Stored records
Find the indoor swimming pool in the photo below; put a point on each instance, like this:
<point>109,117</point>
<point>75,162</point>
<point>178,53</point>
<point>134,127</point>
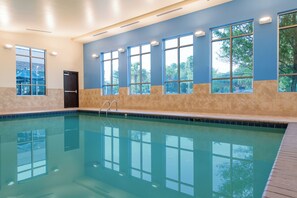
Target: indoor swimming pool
<point>83,155</point>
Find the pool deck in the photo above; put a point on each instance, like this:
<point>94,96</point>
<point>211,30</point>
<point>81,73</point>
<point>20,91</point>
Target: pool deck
<point>282,182</point>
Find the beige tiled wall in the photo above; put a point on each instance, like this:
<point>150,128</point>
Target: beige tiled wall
<point>9,101</point>
<point>265,100</point>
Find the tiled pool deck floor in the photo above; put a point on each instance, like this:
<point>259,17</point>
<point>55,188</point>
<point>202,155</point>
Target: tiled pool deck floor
<point>283,179</point>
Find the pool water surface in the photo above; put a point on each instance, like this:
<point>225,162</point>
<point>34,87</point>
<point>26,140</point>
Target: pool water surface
<point>85,156</point>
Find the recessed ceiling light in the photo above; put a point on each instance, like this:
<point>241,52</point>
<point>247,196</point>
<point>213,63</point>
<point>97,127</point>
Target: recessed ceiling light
<point>37,30</point>
<point>100,33</point>
<point>170,11</point>
<point>129,24</point>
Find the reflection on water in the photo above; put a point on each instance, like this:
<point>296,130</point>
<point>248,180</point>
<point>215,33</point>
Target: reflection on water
<point>88,156</point>
<point>31,154</point>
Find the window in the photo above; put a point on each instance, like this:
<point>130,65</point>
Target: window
<point>180,164</point>
<point>31,157</point>
<point>232,59</point>
<point>141,155</point>
<point>30,71</point>
<point>288,52</point>
<point>179,65</point>
<point>140,69</point>
<point>111,73</point>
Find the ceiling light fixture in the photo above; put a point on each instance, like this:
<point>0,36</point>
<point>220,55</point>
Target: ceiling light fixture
<point>129,24</point>
<point>95,55</point>
<point>54,53</point>
<point>121,50</point>
<point>199,33</point>
<point>154,43</point>
<point>100,33</point>
<point>37,30</point>
<point>8,46</point>
<point>170,11</point>
<point>265,20</point>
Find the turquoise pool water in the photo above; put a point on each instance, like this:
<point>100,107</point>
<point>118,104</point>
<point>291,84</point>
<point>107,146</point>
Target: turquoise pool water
<point>88,156</point>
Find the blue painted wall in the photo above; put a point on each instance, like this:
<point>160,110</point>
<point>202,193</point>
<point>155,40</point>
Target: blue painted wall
<point>265,40</point>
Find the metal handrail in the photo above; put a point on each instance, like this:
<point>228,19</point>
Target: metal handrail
<point>114,101</point>
<point>105,102</point>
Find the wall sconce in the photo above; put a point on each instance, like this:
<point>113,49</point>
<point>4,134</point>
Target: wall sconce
<point>265,20</point>
<point>53,53</point>
<point>199,33</point>
<point>121,50</point>
<point>8,46</point>
<point>95,56</point>
<point>154,43</point>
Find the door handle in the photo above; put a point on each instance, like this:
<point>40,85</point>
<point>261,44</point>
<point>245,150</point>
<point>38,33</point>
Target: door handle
<point>70,91</point>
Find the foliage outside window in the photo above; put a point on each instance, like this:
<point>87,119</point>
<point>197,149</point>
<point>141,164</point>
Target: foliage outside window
<point>288,52</point>
<point>179,65</point>
<point>30,71</point>
<point>140,69</point>
<point>111,73</point>
<point>232,58</point>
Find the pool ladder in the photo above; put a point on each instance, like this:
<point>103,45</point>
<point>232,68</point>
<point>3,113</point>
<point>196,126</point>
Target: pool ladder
<point>110,103</point>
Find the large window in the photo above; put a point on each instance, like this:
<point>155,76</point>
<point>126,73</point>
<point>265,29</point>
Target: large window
<point>140,69</point>
<point>111,73</point>
<point>30,71</point>
<point>288,52</point>
<point>232,58</point>
<point>179,65</point>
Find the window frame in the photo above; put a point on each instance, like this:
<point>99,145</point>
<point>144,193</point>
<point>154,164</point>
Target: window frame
<point>31,66</point>
<point>111,85</point>
<point>230,38</point>
<point>279,29</point>
<point>178,63</point>
<point>140,54</point>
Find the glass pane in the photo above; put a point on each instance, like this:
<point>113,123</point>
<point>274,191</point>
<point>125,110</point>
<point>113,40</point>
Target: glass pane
<point>240,29</point>
<point>115,54</point>
<point>115,72</point>
<point>287,48</point>
<point>107,56</point>
<point>221,33</point>
<point>288,19</point>
<point>171,87</point>
<point>115,90</point>
<point>171,43</point>
<point>220,86</point>
<point>186,40</point>
<point>135,50</point>
<point>186,87</point>
<point>221,59</point>
<point>135,89</point>
<point>23,72</point>
<point>146,48</point>
<point>37,53</point>
<point>146,88</point>
<point>23,89</point>
<point>186,63</point>
<point>146,68</point>
<point>107,72</point>
<point>106,90</point>
<point>38,73</point>
<point>242,56</point>
<point>244,85</point>
<point>171,60</point>
<point>287,84</point>
<point>22,50</point>
<point>135,69</point>
<point>38,90</point>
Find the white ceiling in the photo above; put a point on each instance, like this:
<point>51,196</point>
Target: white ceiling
<point>81,19</point>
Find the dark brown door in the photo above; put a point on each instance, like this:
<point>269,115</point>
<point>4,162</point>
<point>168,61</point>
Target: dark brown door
<point>70,89</point>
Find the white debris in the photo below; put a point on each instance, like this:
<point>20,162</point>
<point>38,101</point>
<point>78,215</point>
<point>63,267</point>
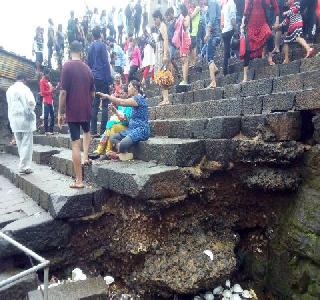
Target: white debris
<point>108,279</point>
<point>208,253</point>
<point>208,296</point>
<point>246,294</point>
<point>218,290</point>
<point>237,289</point>
<point>77,275</point>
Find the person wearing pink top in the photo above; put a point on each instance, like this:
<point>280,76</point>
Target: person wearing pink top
<point>135,60</point>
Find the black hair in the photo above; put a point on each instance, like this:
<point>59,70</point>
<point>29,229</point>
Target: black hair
<point>157,14</point>
<point>169,12</point>
<point>21,76</point>
<point>183,10</point>
<point>96,32</point>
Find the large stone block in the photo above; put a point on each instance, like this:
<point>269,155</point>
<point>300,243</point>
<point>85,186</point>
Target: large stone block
<point>252,105</point>
<point>170,112</point>
<point>285,125</point>
<point>278,102</point>
<point>142,180</point>
<point>308,100</point>
<point>256,87</point>
<point>170,152</point>
<point>287,83</point>
<point>222,127</point>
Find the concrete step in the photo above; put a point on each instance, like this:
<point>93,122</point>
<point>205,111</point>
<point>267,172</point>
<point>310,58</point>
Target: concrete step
<point>91,288</point>
<point>50,189</point>
<point>285,82</point>
<point>280,126</point>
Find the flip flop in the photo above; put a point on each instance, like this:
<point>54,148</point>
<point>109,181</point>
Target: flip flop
<point>87,162</point>
<point>75,185</point>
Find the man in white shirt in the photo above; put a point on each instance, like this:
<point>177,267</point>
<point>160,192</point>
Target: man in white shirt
<point>228,26</point>
<point>21,105</point>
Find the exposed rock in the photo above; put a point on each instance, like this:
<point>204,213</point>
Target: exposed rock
<point>180,266</point>
<point>269,179</point>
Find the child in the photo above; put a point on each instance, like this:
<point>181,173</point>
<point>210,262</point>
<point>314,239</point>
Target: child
<point>118,122</point>
<point>293,20</point>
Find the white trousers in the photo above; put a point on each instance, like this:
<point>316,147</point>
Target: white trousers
<point>24,142</point>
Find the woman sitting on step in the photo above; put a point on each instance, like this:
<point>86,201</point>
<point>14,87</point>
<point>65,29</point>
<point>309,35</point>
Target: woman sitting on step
<point>138,128</point>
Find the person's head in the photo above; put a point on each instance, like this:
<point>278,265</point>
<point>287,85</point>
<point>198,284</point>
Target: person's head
<point>183,10</point>
<point>76,49</point>
<point>20,76</point>
<point>134,88</point>
<point>169,14</point>
<point>117,78</point>
<point>157,17</point>
<point>96,32</point>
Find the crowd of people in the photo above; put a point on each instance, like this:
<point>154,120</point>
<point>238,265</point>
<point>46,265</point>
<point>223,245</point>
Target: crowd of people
<point>107,70</point>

» **The task**: Look through the entries and find each line that has the string "below". Copy those lines.

» **Task solution**:
Find the indoor swimming pool in the photo below; put a point on each instance, like this:
Find the white debris in the photo below; put a point on each instance, like this:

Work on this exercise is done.